- [Exercise prompt]:
Rewrite the items from the line with "BATCH JOB #2094 — Class: maroon sock" through the end of the items, requests included, and shift each answer coordinate by adding -78 to it. Give only those lines.

Entries on locating named things
------------------------------
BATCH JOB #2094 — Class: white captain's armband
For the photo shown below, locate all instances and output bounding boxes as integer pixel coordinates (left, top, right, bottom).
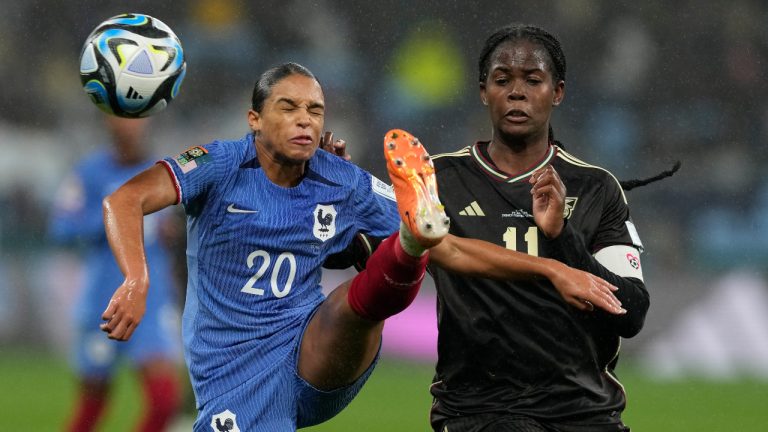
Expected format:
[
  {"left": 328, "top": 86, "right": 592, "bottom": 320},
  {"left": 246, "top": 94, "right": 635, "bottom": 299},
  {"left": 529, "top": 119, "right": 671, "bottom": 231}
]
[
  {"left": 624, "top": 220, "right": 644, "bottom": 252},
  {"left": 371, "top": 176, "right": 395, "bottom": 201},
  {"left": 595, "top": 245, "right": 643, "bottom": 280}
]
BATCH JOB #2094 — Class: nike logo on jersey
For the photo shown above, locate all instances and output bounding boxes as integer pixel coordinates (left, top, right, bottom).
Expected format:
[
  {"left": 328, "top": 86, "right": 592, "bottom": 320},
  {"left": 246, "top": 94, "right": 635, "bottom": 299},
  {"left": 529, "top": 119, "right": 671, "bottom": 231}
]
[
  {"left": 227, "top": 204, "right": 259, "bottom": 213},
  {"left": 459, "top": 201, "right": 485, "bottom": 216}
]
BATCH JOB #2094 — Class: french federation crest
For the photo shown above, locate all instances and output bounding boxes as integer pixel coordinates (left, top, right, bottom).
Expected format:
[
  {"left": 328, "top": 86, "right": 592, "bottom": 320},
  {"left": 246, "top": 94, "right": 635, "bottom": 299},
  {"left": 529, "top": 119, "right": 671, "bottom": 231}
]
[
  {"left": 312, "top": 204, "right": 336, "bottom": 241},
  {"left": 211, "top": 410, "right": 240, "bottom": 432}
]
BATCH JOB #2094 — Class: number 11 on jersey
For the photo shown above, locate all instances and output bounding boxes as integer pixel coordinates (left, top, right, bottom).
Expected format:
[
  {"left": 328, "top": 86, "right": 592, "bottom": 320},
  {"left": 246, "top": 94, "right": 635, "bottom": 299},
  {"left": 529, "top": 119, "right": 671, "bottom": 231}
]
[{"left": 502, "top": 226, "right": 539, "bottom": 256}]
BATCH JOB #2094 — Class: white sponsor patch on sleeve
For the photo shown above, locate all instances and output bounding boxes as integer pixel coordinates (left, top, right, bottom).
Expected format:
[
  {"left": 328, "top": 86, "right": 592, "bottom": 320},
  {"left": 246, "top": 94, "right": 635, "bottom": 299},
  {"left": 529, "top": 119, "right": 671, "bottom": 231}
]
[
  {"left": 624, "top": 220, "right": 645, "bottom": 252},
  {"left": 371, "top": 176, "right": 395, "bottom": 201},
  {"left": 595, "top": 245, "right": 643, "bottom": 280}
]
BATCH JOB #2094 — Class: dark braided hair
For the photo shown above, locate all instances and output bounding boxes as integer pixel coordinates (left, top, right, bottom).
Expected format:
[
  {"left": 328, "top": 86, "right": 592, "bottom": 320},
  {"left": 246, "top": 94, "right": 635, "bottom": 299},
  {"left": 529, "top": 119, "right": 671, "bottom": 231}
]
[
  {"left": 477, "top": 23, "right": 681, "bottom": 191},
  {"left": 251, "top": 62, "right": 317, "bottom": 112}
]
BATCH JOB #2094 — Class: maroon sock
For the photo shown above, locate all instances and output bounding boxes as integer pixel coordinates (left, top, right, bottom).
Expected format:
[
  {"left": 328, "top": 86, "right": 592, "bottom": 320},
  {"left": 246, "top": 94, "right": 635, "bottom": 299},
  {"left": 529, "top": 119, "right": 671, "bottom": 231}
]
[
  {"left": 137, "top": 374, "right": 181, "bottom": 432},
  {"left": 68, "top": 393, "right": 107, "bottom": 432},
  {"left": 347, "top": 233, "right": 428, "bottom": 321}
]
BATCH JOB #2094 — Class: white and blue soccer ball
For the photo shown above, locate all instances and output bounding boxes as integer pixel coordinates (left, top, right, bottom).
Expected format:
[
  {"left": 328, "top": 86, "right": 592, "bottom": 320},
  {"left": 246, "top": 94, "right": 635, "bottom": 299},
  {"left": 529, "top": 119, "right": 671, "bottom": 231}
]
------------------------------
- [Answer below]:
BATCH JOB #2094 — Class: maroon sock
For the photo shown above, locate all instances and output bounding boxes as integer pixel coordinates (left, top, right, bottom).
Expected format:
[
  {"left": 328, "top": 86, "right": 592, "bottom": 320},
  {"left": 246, "top": 94, "right": 635, "bottom": 299},
  {"left": 529, "top": 119, "right": 671, "bottom": 231}
]
[
  {"left": 59, "top": 296, "right": 103, "bottom": 354},
  {"left": -10, "top": 315, "right": 29, "bottom": 354},
  {"left": 269, "top": 155, "right": 350, "bottom": 243}
]
BATCH JOB #2094 — Class: white and blue soccer ball
For the photo shown above, locate all instances and output bounding boxes as integer pixel coordinates (left, top, right, bottom).
Expected format:
[
  {"left": 328, "top": 86, "right": 592, "bottom": 320},
  {"left": 246, "top": 94, "right": 635, "bottom": 299},
  {"left": 529, "top": 119, "right": 671, "bottom": 231}
]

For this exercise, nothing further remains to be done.